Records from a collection
═══
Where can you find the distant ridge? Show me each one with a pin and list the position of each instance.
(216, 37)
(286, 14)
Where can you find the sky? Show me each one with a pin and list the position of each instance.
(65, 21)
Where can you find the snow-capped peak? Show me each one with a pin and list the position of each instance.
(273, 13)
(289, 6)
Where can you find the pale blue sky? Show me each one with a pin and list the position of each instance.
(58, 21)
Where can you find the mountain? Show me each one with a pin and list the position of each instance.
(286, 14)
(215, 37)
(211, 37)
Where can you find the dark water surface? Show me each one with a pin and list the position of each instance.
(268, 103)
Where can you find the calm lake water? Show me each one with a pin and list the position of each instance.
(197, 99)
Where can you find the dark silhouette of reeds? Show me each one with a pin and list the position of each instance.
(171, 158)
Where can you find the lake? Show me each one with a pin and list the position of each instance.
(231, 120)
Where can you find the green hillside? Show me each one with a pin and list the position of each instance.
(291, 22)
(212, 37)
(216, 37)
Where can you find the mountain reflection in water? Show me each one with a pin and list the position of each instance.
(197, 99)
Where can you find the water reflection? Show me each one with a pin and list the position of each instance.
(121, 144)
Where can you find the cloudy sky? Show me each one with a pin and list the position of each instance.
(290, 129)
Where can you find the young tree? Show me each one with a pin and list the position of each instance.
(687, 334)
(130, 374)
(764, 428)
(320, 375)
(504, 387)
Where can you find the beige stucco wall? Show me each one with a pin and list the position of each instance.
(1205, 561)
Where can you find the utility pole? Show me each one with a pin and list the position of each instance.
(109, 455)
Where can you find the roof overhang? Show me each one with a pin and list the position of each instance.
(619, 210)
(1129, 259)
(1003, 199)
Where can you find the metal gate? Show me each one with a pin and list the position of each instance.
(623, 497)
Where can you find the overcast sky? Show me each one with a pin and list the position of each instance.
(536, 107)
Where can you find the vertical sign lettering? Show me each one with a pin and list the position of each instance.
═══
# Task to complete
Retype the data exactly as given.

# Exercise answer
Where can you find the distant ridge? Show me each one with a pin and list the position of each instance.
(216, 37)
(286, 14)
Where can you find the sky? Show me each one with a pin and list the position of each instance.
(65, 21)
Where can you find the snow-capped peak? Show me each one with a pin and list the position of each instance.
(273, 13)
(289, 6)
Where can you find the pale blue sky? Show me each one with a pin and list the position of each instance.
(58, 21)
Where can you find the mountain? Show me each one with a pin and list the position of each instance.
(286, 14)
(215, 37)
(211, 37)
Where can you find the dark water surface? Show me each one with a pin and list the position of each instance.
(268, 103)
Where can you find the calm lake water? Show me each one with a pin and list the position of each instance.
(197, 99)
Where can you find the dark silhouette of reeds? Show me each one with a pin and list the position of each instance.
(171, 158)
Where can you find the lake? Show me each one with a pin and list the position of each instance.
(231, 120)
Where can you find the green hillside? Show me each one with a pin and list the position of each instance.
(291, 22)
(212, 37)
(216, 37)
Where can you find the mountain reflection in water? Show me each one with a pin and list the position of each instance.
(197, 99)
Where can you find the water reflection? Show me each one with a pin and list the position of each instance.
(121, 144)
Where can you find the cloudy sky? Show me each one with a pin and list the position of each instance.
(290, 129)
Where can you find the young tree? Show me each one with a pin and list the position of each instance.
(687, 334)
(130, 374)
(764, 428)
(320, 375)
(504, 387)
Where can you find the beige stucco wall? Show me each one with a pin and list the position of each instance.
(1205, 561)
Where can you find the utility pole? Show me each one with a pin and list the position of each instance.
(109, 455)
Where can you find the roof overhang? Show me each one with a pin and list the position of each instance.
(619, 210)
(1129, 259)
(1003, 199)
Where can you find the metal gate? Show me each one with a pin and list the position of each instance.
(623, 497)
Where can you find the overcast sky? Show me each one with a pin and list the position of each instance.
(536, 107)
Where can you find the vertical sign lettering? Show me each one with a pin and list the position of each instance.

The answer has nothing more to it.